>> Begin Text extract

And now, for my contribution. First of all, today was gorgeous. Perfectly clear blue sky, temperatures easily in the 70s, a light breeze. Literally, I don't think we could have asked for better weather. So that was a plus, although the minus is that I didn't bring a hat. I did wear sunblock, at least.
A, who was in town for work this week, and SB came from from Sunnyvale to join us; we left the house around 10am and arrived a little before 10:30. R & S met us there, and we walked over to the Civic Center, where the protesters had gathered in front of City Hall. We hadn't gotten our act together to make signs, so we were mostly there to add our voices and our headcount. Speakers included current State Senator Carole Migden, her recently-elected replacement Mark Leno (who sponsored the two bills legalizing same-sex marriage that the CA Legislature passed but the Governator vetoed), the Rev. Amos Brown (who was easily the most inspiring and charismatic of the lot -- no surprise, since he was taught by Dr. King himself), and many local community members and organizers. Unfortunately, it was hard to hear much and impossible to see at all, because they spoke on the steps of City Hall, not a raised platform, and the sound system was really inadequate. The chant we heard most frequently wasn't any particular call for equal rights, but rather the word "Louder!" But what I could hear was mostly energizing and hopeful, and it was nice to be part of a crowd. As we were walking from the subway to the plaza, we were all trying to remember the last time we had been part of a group action like this, and I decided it was probably my freshman year of college, when A and I went down to Washington DC with a bunch of other BMC folks for the March for Women's Lives. There's something exhilarating about being surrounded by people who feel strongly enough to get up early on a Saturday to lend their voices to a cause.

>> End Text extract

* **Short exercise 1**
Repeat the protest passage word for word between "And now, for" and "sunblock, at least.", inclusive.
* **Short exercise 2**
Name each speaker at the rally whom the protest passage identifies by name.

>> Begin Raw data

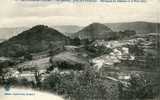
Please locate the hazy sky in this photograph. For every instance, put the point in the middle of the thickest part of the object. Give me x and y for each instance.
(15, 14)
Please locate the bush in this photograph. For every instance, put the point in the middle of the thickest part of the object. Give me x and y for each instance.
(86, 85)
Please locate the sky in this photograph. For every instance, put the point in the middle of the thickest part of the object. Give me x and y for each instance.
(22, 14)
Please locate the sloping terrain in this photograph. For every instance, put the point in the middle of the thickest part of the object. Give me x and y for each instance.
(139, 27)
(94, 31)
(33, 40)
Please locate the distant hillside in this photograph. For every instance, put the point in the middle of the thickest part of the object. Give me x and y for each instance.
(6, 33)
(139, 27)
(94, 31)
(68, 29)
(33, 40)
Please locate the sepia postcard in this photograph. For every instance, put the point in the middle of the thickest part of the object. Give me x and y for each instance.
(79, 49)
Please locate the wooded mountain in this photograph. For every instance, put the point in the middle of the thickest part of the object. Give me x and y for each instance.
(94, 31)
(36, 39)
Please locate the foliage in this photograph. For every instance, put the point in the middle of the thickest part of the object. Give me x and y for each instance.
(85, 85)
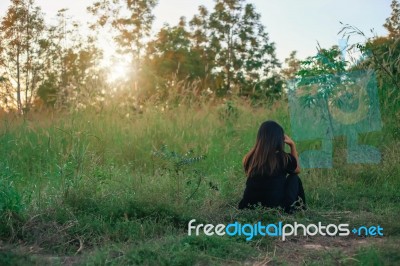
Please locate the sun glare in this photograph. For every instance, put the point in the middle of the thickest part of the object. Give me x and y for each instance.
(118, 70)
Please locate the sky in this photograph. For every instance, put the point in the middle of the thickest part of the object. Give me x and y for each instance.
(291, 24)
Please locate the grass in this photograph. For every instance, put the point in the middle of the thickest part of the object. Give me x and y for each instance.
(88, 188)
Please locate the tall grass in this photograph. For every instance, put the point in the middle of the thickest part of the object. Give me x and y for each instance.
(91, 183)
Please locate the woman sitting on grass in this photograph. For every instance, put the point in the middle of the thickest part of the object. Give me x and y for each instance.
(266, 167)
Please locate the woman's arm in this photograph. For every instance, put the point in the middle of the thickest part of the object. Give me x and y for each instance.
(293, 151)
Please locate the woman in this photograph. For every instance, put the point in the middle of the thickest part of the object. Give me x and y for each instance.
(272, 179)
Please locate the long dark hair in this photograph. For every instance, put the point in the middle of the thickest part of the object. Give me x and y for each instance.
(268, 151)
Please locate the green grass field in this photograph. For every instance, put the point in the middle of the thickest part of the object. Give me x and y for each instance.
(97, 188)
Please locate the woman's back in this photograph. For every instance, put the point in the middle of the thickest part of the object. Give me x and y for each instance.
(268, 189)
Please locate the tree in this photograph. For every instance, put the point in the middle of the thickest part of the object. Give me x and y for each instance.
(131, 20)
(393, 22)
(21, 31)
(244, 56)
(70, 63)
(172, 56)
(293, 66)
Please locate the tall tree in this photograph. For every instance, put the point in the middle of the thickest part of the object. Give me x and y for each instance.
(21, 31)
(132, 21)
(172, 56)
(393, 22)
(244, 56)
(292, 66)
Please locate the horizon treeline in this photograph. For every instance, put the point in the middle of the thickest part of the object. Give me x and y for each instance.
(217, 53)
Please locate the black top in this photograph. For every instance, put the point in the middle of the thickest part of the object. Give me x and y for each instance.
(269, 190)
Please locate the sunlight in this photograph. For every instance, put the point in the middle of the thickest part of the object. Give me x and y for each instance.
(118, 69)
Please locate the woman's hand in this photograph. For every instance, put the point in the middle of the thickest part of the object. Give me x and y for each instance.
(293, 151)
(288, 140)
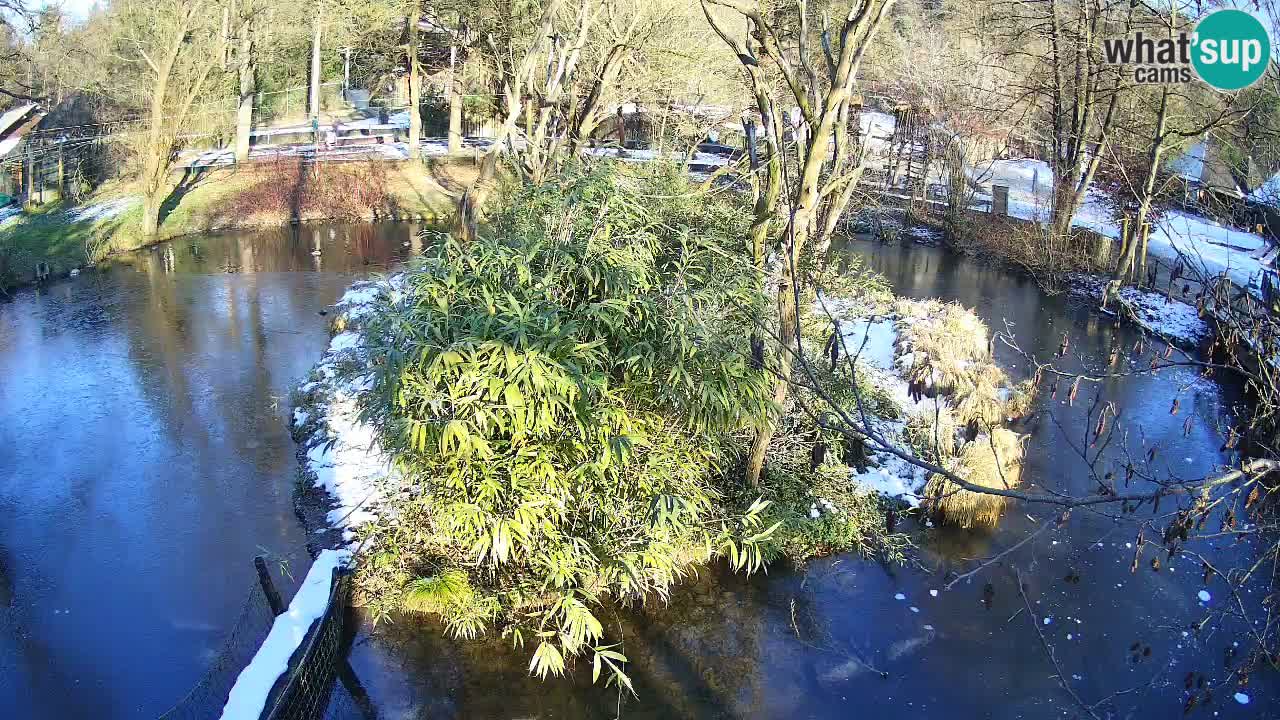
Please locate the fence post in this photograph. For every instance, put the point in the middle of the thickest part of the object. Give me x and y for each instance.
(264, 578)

>> End Raw data

* **Written solution 1**
And now, for my contribution. First of all, today was gorgeous. Perfectly clear blue sky, temperatures easily in the 70s, a light breeze. Literally, I don't think we could have asked for better weather. So that was a plus, although the minus is that I didn't bring a hat. I did wear sunblock, at least.

* **Written solution 2**
State Senator Carole Migden
Mark Leno
the Rev. Amos Brown